WHAT IS BEING ASKED → Retype the stretch of the symmetry-method passage from "The Equation (13)" through "of differential–difference equation.", word for word.

TEXT TO READ →
_ _ _
Then the infinitesimal transformation acting on this equation is

$$\begin{array}{c}\hfill x^{*}=x+\xi (x,t,u\left(n\right))\epsilon +O\left({\epsilon }^2\right),\\ \hfill t^{*}=t+\eta (x,t,u\left(n\right))\epsilon +O\left({\epsilon }^2\right),\\ \hfill u^{*}=u+\varphi (x,t,u\left(n\right))\epsilon +O\left({\epsilon }^2\right).\end{array}$$

(12)

The infinitesimal transformation is derived from the following equation

$$\begin{array}{c}\hfill u(x+\epsilon \xi ,t+\epsilon \eta )=u(x,t,u\left(n\right))+\varphi (x,t,u\left(n\right))\epsilon +O\left({\epsilon }^2\right).\end{array}$$

(13)

The Equation (13) is about taking the derivative $\epsilon$ and expanding it; thus, it can be written as follows

$$\begin{array}{c}\hfill {\mathsf{\Delta }}_0=\xi (x,t,u\left(n\right))u_x\left(n\right)+\eta (x,t,u\left(n\right))u_t\left(n\right)-\varphi (x,t,u\left(n\right),n)=0.\end{array}$$

(14)

Equation (14) is called the invariant surface condition of differential–difference equation.

According to the classical Lie symmetry method, the differential–difference Equation (11) is assumed to be invariant under the infinitesimal transformations ${\mathsf{\Delta }}_0$. The non-classical symmetry method adds invariant surface conditions on this basis, which is also invariant under infinitesimal transformations; that is, the governing equations are satisfied for $\mathsf{\Delta }$ and ${\mathsf{\Delta }}_0$ at the same time:

$$\begin{array}{c}\hfill {\mathsf{\Gamma }}^{\left(2\right)}{\mathsf{\Delta }|}_{\{\mathsf{\Delta }=0,{\mathsf{\Delta }}_0=0\}}=0,\end{array}$$

(15)

where the infinitesimal generator is

$$\mathsf{\Gamma }=\xi (x,t,u\left(n\right))\frac{\partial }{\partial x}+\eta (x,t,u\left(n\right))\frac{\partial }{\partial t}+\varphi (x,t,u\left(n\right),n)\frac{\partial }{\partial u\left(n\right)}.$$

(16)

For the convenience of later calculation, the first order and second order continuation are given respectively

$$\begin{array}{c}{\mathsf{\Gamma }}^{\left(1\right)}=\mathsf{\Gamma }+{\displaystyle \sum _{i=n-L}^{n+M}}{\varphi }_{\left[x\right]}(x,t,u\left(i\right),i)\frac{\partial }{\partial u_x\left(i\right)}+{\displaystyle \sum _{i=n-L}^{n+M}}{\varphi }_{\left[t\right]}(x,t,u\left(i\right),i)\frac{\partial }{\partial u_t\left(i\right)},\hfill \\ {\mathsf{\Gamma }}^{\left(2\right)}={\mathsf{\Gamma }}^{\left(1\right)}+{\displaystyle \sum _{i=n-L}^{n+M}}{\varphi }_{\left[xx\right]}(x,t,u\left(i\right),i)\frac{\partial }{\partial u_{xx}\left(i\right)}+{\displaystyle \sum _{i=n-L}^{n+M}}{\varphi }_{\left[xt\right]\left(i\right)}(x,t,u\left(i\right),i)\frac{\partial }{\partial u_{xt}\left(i\right)}\hfill \\ +{\displaystyle \sum _{i=n-L}^{n+M}}{\varphi }_{\left[tt\right]}(x,t,u\left(i\right),i)\frac{\partial }{\partial u_{tt}\left(i\right)},\hfill \end{array}$$

(17)
_ _ _
GIVEN ENTRIES →
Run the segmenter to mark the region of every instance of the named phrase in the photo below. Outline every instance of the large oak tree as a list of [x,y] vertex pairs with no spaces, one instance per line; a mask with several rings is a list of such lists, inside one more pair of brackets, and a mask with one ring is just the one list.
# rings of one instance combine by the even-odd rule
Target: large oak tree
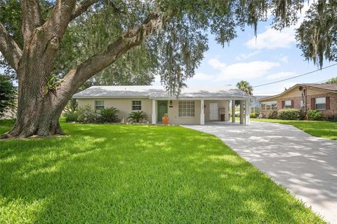
[[123,62],[129,71],[157,72],[178,94],[208,49],[207,31],[223,46],[237,28],[256,31],[269,12],[275,27],[284,27],[296,22],[303,1],[0,0],[0,8],[9,7],[4,12],[13,10],[0,15],[2,64],[18,80],[18,119],[2,136],[61,134],[59,117],[72,94]]

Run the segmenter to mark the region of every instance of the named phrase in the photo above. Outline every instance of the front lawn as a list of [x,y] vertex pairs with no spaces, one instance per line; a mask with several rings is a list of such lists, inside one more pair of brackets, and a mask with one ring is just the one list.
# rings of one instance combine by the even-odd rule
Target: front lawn
[[0,141],[0,223],[324,223],[214,136],[62,126],[66,136]]
[[327,139],[337,140],[337,122],[315,120],[284,120],[274,119],[252,118],[254,121],[264,121],[290,125],[309,134]]

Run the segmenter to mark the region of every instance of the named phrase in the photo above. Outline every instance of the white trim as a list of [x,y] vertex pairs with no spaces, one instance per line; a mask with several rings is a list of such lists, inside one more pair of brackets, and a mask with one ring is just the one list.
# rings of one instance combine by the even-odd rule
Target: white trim
[[246,113],[246,119],[245,119],[245,122],[244,124],[245,125],[249,125],[250,122],[251,122],[251,114],[250,114],[250,111],[251,111],[251,104],[249,104],[249,100],[246,100],[246,102],[245,102],[245,113]]
[[155,124],[157,122],[157,116],[156,116],[156,101],[152,99],[152,114],[151,117],[152,123]]
[[240,125],[243,125],[244,122],[244,101],[240,100]]
[[204,99],[200,100],[200,125],[205,124],[205,113],[204,108]]

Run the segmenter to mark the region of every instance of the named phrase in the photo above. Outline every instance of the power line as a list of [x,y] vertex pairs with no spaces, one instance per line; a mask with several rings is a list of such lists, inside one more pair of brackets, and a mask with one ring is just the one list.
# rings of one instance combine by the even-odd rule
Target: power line
[[300,76],[309,75],[309,74],[311,74],[315,73],[315,72],[316,72],[316,71],[322,71],[322,70],[323,70],[323,69],[332,67],[333,66],[335,66],[335,65],[337,65],[337,63],[333,64],[331,64],[331,65],[327,66],[325,66],[325,67],[323,67],[323,68],[322,68],[322,69],[317,69],[317,70],[315,70],[315,71],[309,71],[309,72],[303,74],[301,74],[301,75],[298,75],[298,76],[290,77],[290,78],[288,78],[282,79],[282,80],[278,80],[278,81],[275,81],[275,82],[272,82],[272,83],[265,83],[265,84],[262,84],[262,85],[258,85],[253,86],[253,88],[256,88],[260,87],[260,86],[264,86],[264,85],[270,85],[270,84],[275,84],[275,83],[283,82],[283,81],[285,81],[285,80],[290,80],[290,79],[298,78],[298,77],[300,77]]
[[[335,78],[335,77],[336,77],[336,76],[334,76],[333,78]],[[316,82],[315,83],[325,83],[325,82],[329,81],[331,78],[326,79],[326,80],[322,80],[322,81]]]

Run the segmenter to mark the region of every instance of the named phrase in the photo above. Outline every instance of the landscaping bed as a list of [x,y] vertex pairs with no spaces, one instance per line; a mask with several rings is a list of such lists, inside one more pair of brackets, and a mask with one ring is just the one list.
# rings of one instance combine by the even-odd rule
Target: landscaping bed
[[214,136],[61,125],[67,137],[0,141],[1,223],[324,223]]

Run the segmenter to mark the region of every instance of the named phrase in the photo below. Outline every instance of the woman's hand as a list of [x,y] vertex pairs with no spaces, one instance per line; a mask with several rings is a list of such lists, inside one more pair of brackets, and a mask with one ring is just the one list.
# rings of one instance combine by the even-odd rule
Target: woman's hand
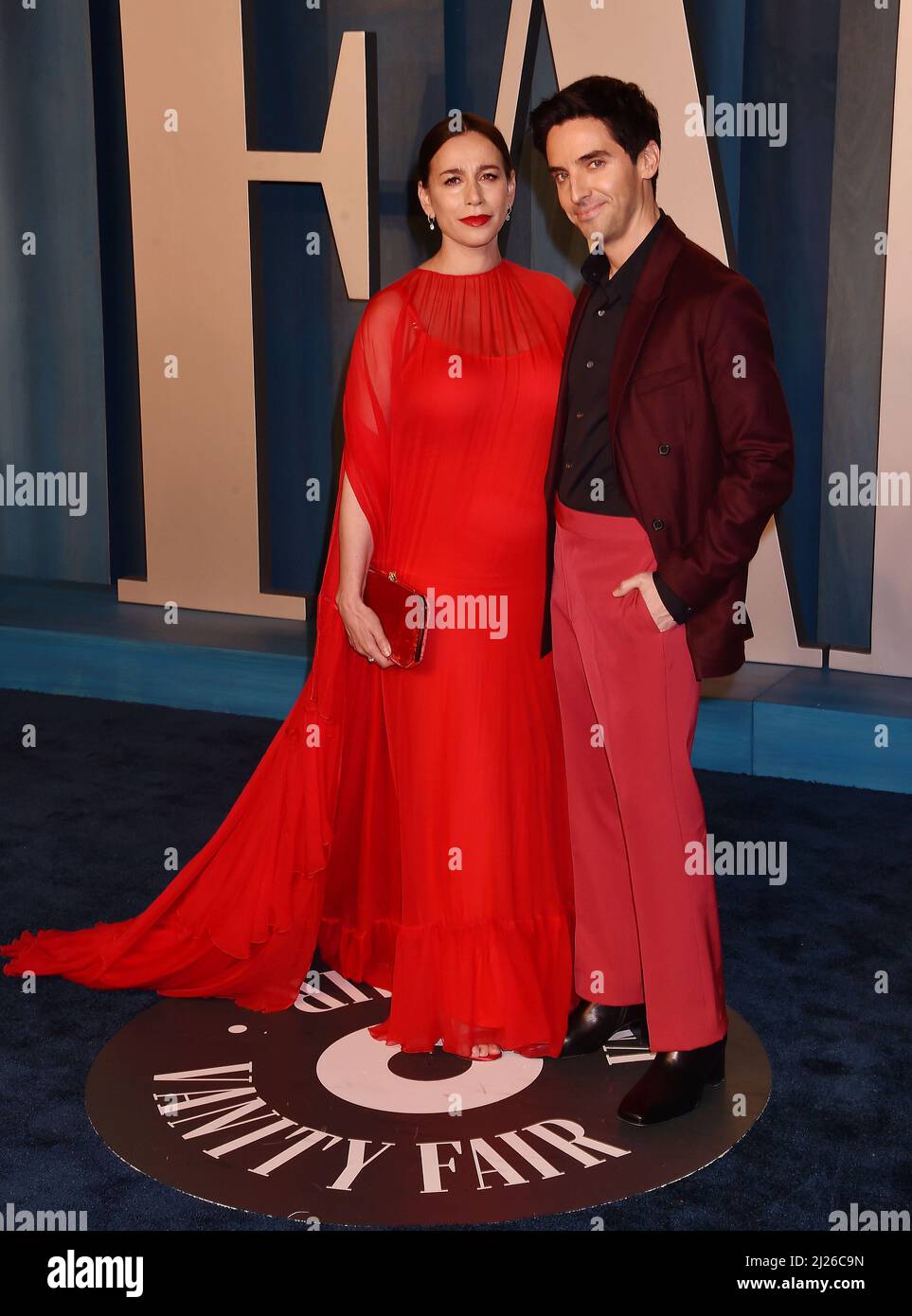
[[383,633],[383,625],[374,609],[368,608],[363,599],[357,595],[343,594],[336,595],[336,607],[354,651],[362,658],[371,659],[378,667],[395,666],[390,659],[392,653],[390,641]]

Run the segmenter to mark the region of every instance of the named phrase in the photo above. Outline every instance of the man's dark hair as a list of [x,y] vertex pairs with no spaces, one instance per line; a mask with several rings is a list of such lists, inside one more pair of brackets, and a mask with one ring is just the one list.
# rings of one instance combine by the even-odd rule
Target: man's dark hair
[[[529,122],[533,145],[542,155],[546,157],[545,143],[550,130],[569,118],[600,118],[634,164],[647,142],[655,142],[659,149],[662,147],[655,105],[647,100],[641,87],[621,82],[620,78],[592,74],[591,78],[570,83],[541,105],[536,105]],[[651,178],[653,196],[657,179],[658,170]]]

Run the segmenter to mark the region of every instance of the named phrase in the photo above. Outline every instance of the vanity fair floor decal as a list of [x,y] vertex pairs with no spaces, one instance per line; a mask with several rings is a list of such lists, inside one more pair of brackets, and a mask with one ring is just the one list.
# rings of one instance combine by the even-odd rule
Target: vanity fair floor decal
[[367,1032],[387,994],[337,974],[320,986],[272,1015],[153,1005],[91,1069],[95,1129],[141,1173],[222,1205],[311,1227],[465,1224],[680,1179],[744,1137],[770,1094],[763,1046],[734,1011],[726,1083],[690,1115],[636,1128],[616,1116],[647,1063],[636,1044],[572,1059],[404,1055]]

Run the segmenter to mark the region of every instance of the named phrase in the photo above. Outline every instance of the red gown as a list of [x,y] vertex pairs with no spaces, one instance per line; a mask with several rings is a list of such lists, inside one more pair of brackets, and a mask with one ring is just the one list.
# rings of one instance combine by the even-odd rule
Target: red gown
[[[416,667],[355,654],[337,497],[311,674],[228,816],[137,917],[24,932],[4,973],[291,1005],[315,948],[392,992],[388,1042],[555,1055],[572,884],[542,484],[574,299],[501,261],[368,301],[342,471],[376,566],[429,594]],[[340,478],[341,491],[341,478]]]

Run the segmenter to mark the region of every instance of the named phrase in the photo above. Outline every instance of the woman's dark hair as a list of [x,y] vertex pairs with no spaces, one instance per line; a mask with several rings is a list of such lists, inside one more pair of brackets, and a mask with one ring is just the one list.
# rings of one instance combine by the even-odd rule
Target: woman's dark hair
[[418,151],[418,178],[424,187],[428,186],[428,179],[430,178],[430,162],[441,149],[443,142],[449,142],[455,133],[480,133],[483,137],[491,142],[494,147],[500,154],[500,159],[504,164],[504,172],[509,178],[513,164],[509,158],[509,149],[503,138],[503,134],[495,124],[490,124],[487,118],[480,118],[478,114],[461,114],[461,128],[453,126],[453,118],[441,118],[440,124],[434,126],[425,134],[425,139],[421,142],[421,150]]
[[[529,122],[532,142],[542,155],[546,155],[545,142],[550,130],[569,118],[600,118],[634,164],[647,142],[662,146],[655,105],[636,83],[625,83],[620,78],[607,78],[600,74],[580,78],[579,82],[570,83],[554,96],[549,96],[541,105],[536,105]],[[653,196],[657,179],[658,170],[651,179]]]

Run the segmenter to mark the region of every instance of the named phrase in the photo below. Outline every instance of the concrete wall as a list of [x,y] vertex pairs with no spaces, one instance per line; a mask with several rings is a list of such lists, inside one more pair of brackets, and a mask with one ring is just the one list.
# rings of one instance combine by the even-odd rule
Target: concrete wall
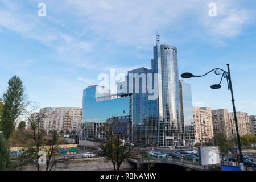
_ _ _
COMPLETED EXERCISE →
The Equation (13) is about taking the derivative $\epsilon$ and expanding it; thus, it can be written as follows

$$\begin{array}{c}\hfill {\mathsf{\Delta }}_0=\xi (x,t,u\left(n\right))u_x\left(n\right)+\eta (x,t,u\left(n\right))u_t\left(n\right)-\varphi (x,t,u\left(n\right),n)=0.\end{array}$$

(14)

Equation (14) is called the invariant surface condition of differential–difference equation.